- [DATA EXTRACTS]

====

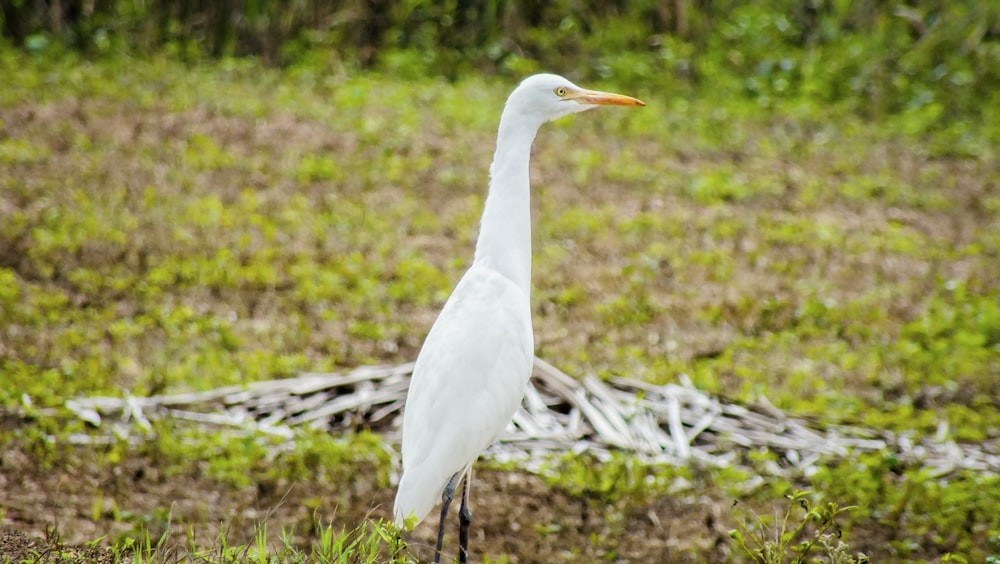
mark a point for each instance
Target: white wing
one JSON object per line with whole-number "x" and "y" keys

====

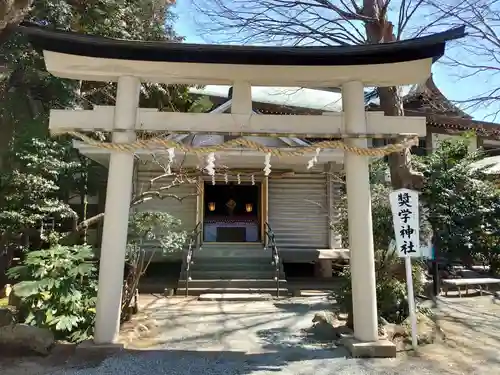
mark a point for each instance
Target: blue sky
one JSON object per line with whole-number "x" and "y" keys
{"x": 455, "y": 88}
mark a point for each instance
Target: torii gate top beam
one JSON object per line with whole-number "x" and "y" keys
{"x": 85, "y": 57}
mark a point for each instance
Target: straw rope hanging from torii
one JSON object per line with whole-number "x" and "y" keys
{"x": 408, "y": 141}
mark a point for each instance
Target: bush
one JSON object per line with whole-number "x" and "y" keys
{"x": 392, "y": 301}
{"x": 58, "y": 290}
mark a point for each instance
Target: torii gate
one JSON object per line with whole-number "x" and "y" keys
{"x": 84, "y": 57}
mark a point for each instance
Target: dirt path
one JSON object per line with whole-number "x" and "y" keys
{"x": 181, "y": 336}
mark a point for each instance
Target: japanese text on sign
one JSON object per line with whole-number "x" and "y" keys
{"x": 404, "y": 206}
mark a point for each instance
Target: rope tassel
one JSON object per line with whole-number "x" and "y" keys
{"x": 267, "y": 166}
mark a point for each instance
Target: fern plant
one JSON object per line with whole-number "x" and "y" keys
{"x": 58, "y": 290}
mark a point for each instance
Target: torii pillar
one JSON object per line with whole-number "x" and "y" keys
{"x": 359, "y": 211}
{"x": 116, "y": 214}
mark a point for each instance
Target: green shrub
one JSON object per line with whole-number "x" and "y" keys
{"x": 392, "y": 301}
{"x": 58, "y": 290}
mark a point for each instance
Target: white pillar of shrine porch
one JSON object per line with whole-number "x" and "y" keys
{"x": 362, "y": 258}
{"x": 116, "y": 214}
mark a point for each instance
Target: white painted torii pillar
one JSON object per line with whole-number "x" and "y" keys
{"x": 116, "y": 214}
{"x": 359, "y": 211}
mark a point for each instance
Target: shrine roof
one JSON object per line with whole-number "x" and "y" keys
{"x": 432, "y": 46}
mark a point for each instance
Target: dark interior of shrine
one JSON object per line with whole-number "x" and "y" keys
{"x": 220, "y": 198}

====

- [YOUR INSTRUCTIONS]
Among the lines of the data above, find those with the word "shrine" and show them.

- [RESULT]
Target: white pillar of shrine porch
Target: shrine roof
Target: dark interior of shrine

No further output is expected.